- _Requirement_: Word for word, restate the lines that run from the line containing "In the photo above, where can the rectangular" to the last line of the records below.

- _Given entries_:
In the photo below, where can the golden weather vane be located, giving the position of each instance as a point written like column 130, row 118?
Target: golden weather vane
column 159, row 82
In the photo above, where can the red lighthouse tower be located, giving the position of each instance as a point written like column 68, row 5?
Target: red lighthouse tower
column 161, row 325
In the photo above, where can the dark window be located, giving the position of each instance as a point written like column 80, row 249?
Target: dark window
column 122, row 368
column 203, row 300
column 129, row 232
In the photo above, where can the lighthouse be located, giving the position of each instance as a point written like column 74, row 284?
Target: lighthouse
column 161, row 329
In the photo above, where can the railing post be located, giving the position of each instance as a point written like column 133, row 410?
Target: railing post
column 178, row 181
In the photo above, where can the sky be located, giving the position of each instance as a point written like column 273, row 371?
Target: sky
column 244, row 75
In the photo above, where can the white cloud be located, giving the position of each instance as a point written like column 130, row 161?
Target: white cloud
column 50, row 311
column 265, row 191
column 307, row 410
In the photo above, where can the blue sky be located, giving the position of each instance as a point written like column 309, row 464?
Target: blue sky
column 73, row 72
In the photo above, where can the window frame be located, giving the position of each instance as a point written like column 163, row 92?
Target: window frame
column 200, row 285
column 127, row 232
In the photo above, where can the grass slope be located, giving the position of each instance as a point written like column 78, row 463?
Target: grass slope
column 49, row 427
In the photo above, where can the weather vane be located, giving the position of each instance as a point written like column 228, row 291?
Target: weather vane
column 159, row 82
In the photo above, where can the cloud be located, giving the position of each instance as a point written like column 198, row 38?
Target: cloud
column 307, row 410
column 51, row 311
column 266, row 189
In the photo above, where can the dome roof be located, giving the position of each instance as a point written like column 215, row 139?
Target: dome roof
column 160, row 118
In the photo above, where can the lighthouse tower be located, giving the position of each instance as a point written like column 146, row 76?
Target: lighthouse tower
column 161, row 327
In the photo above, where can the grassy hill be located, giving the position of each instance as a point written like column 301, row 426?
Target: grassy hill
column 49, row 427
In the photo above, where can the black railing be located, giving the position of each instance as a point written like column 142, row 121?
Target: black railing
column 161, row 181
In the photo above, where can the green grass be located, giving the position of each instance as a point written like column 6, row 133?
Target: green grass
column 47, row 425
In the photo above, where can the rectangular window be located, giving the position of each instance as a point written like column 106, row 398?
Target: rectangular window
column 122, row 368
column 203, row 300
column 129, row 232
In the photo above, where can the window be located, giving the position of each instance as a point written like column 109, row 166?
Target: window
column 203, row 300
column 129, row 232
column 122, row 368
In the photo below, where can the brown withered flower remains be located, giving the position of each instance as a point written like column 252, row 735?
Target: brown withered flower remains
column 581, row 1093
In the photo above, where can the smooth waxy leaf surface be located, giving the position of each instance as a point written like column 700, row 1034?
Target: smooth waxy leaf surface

- _Exercise result_:
In the photo above, where can the rectangular window be located, giving the position of each instance as a point written like column 106, row 398?
Target: rectangular window
column 122, row 368
column 203, row 300
column 129, row 232
In the photo above, where can the window be located, giving the position of each instance as a point written like column 109, row 166?
Target: window
column 203, row 300
column 129, row 232
column 122, row 368
In the photo below, where can the brown withered flower remains be located, giving the position of each instance as a point written like column 252, row 735?
Target: brown withered flower remains
column 581, row 1093
In the photo above, where can the smooth waxy leaf surface be located, giving the position of each instance as a point written like column 700, row 1034?
Target: smooth waxy leaf surface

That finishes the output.